**Rows from a pointing dataset:**
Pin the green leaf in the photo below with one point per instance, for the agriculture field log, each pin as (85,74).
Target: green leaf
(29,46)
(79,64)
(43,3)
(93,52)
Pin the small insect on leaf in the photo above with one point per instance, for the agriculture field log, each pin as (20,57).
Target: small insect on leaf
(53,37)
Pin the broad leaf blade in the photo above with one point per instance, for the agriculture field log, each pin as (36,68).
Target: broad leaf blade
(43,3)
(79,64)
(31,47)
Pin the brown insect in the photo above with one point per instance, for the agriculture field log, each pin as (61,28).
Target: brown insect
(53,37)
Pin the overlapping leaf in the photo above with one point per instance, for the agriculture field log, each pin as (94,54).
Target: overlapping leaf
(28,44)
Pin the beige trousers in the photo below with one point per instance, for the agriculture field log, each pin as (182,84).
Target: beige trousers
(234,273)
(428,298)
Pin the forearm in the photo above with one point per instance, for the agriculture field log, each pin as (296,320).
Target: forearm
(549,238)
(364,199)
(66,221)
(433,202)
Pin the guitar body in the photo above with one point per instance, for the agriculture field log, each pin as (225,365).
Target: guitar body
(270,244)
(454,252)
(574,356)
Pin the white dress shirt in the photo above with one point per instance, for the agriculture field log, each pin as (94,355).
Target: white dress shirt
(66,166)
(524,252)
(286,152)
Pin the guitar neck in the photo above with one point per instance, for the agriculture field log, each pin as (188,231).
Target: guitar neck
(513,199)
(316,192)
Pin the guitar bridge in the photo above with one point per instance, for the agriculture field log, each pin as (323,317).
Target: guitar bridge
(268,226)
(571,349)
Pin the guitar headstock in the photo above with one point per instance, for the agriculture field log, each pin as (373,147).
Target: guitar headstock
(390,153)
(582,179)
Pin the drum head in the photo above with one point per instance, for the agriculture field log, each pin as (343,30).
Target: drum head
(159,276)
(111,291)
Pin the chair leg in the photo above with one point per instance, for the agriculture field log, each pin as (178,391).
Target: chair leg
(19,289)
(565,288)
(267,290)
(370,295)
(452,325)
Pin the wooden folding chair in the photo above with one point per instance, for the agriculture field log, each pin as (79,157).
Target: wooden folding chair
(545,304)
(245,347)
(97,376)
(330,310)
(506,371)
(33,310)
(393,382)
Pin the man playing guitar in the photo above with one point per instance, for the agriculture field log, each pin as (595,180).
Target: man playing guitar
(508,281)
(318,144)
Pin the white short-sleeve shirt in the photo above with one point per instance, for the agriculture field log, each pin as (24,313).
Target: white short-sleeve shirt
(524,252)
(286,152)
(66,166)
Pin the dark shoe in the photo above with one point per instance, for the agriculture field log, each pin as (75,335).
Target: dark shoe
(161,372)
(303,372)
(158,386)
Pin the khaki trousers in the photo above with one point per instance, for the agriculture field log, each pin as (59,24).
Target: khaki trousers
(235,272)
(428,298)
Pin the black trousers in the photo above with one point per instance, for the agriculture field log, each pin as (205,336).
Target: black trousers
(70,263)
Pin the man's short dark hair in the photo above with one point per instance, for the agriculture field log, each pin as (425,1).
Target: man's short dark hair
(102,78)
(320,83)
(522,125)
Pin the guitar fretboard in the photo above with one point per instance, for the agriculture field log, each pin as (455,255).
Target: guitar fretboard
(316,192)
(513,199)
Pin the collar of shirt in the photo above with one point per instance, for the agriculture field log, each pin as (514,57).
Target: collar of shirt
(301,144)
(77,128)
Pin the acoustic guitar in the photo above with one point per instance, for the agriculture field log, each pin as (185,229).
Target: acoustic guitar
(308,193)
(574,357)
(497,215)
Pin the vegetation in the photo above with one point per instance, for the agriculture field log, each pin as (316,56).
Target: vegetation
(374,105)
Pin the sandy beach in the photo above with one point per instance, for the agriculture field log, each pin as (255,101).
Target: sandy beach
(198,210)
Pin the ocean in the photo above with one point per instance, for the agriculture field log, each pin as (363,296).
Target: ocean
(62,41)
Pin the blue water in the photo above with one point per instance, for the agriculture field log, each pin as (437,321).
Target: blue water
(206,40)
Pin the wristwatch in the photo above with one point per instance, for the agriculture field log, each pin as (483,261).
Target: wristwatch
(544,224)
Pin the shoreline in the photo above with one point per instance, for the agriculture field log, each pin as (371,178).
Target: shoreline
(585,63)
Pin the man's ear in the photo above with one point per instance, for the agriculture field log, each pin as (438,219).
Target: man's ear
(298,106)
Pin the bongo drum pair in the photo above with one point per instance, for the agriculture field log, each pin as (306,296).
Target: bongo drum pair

**Task requirements:** Output the lines above as a numbered list, omitting any blank lines.

**Worked answer:**
1. Pin the green leaf in the photo below with one point per instance, for the agriculture field log, each pin as (85,74).
2. Target: green leaf
3. (29,46)
4. (79,64)
5. (43,3)
6. (93,52)
7. Pin the small insect on leaf in the photo above with one point per instance, for the agriculture field log, each pin as (20,57).
8. Target: small insect on leaf
9. (53,37)
10. Pin the broad leaf blade in the photo above with one point per instance, for the agriculture field log, each pin as (36,68).
11. Target: broad leaf blade
12. (43,3)
13. (79,64)
14. (31,47)
15. Pin the brown insect in the photo above with one point per instance, for the agriculture field log, each pin as (61,28).
16. Target: brown insect
17. (53,37)
18. Pin the overlapping leaf in the photo above with one point per instance, for the agriculture field log, each pin as (94,54).
19. Target: overlapping leaf
20. (28,44)
21. Pin the beige trousers in the photo below with one point per instance, for the agriculture field log, each pin as (182,84).
22. Target: beige trousers
23. (234,273)
24. (428,298)
25. Pin the forearm in the photo above with one point per instance, for the agriculture field log, each pin as (296,320).
26. Target: forearm
27. (549,238)
28. (364,199)
29. (66,221)
30. (433,202)
31. Pin the guitar body in the photo above with one point per instance, for the agriculture field log, each pin as (225,365).
32. Target: guitar body
33. (270,244)
34. (454,252)
35. (574,356)
36. Pin the white dress shirt in the photo above with one point per instance, for the agriculture field log, each pin as (94,355).
37. Target: white dress shirt
38. (66,166)
39. (524,252)
40. (286,152)
41. Pin the guitar neck in the photo above with one point per instance, for the agriculture field log, each pin as (188,231).
42. Target: guitar neck
43. (513,199)
44. (316,192)
45. Pin the guitar bridge in the photo above with one point per instance, for the agriculture field log, each pin as (323,317).
46. Target: guitar bridge
47. (268,226)
48. (571,349)
49. Pin the guitar headstock in the photo above with one point per instance, for the agriculture field log, each pin as (373,147).
50. Target: guitar headstock
51. (390,153)
52. (582,179)
53. Pin the drum head in the photo above with one point per instance, for the agriculture field log, each pin as (343,30).
54. Target: drum head
55. (159,276)
56. (111,291)
57. Pin the chair leg in the photo above with one point per instance, for the agriculture field log, each pin as (178,391).
58. Target: chair leg
59. (19,289)
60. (565,288)
61. (267,290)
62. (370,295)
63. (452,325)
64. Pin the wooden folding chair in the photo above with one point per instance, for the agriculture field log, each pin as (79,157).
65. Target: wooden folding chair
66. (545,304)
67. (245,347)
68. (97,376)
69. (330,310)
70. (506,371)
71. (33,310)
72. (393,382)
73. Pin the man playing guitar in the photo above with one point per instance, for the agriculture field log, each pin as (595,180).
74. Target: man playing guitar
75. (508,281)
76. (318,144)
77. Pin the white short-sleeve shirt in the photo above with one point per instance, for the agriculture field log, each pin as (24,313).
78. Target: white short-sleeve shirt
79. (524,252)
80. (286,152)
81. (66,166)
82. Pin the dark shoe in the photo above with one point per instance, for the agriculture field log, each pin as (75,335).
83. Target: dark shoe
84. (161,372)
85. (303,372)
86. (158,386)
87. Pin the khaki trousers in the photo above with one point per instance, for the agriculture field log, each pin as (59,24).
88. Target: khaki trousers
89. (235,272)
90. (428,298)
91. Pin the black trousers in the photo above with one point per instance, for the agriculture field log, each pin as (205,336).
92. Target: black trousers
93. (70,263)
94. Pin the man's short dark hair in the photo above with one point per instance, for the agriculture field log, each pin as (425,1).
95. Target: man's short dark hair
96. (102,78)
97. (320,83)
98. (522,125)
99. Pin the guitar fretboard in the photo above with one point per instance, for the agriculture field log, each pin as (455,255).
100. Target: guitar fretboard
101. (316,192)
102. (513,199)
103. Pin the collar of shirt in the photo above with one point per instance, for the agriculture field log, each pin as (514,57).
104. Target: collar of shirt
105. (301,144)
106. (77,128)
107. Pin the acoustic guitar in the photo above with one point per instance, for the agriculture field log, each pin as (185,229).
108. Target: acoustic guitar
109. (308,193)
110. (574,357)
111. (497,215)
112. Pin the vegetation in the photo above with one point per instance, for the agriculture field log, each pin as (316,56).
113. Target: vegetation
114. (374,105)
115. Pin the sandy beach in the photo above with one point per instance, for the agriculture field log, each pin as (255,101).
116. Target: sandy beach
117. (198,210)
118. Pin the ocean in the photo above with one point per instance, for the agriculture field log, each pin as (363,296).
119. Target: ocean
120. (62,41)
121. Pin the blue water in the photo above with one point per instance, for the agriculture field log, each pin as (437,321).
122. Target: blue water
123. (206,40)
124. Pin the wristwatch in the photo above with one point per instance, for the agriculture field log, each pin as (483,261).
125. Target: wristwatch
126. (544,224)
127. Pin the shoreline in the photo above with one point per instance, for the agriculture field log, each pin as (371,178).
128. Target: shoreline
129. (585,63)
130. Pin the man's ear in the photo above with one point per instance, for the agriculture field log, each pin as (438,219).
131. Target: man's ear
132. (298,106)
133. Pin the bongo drum pair in the photo above with one point per instance, for the agriculture field log, each pin as (306,296).
134. Target: bongo drum pair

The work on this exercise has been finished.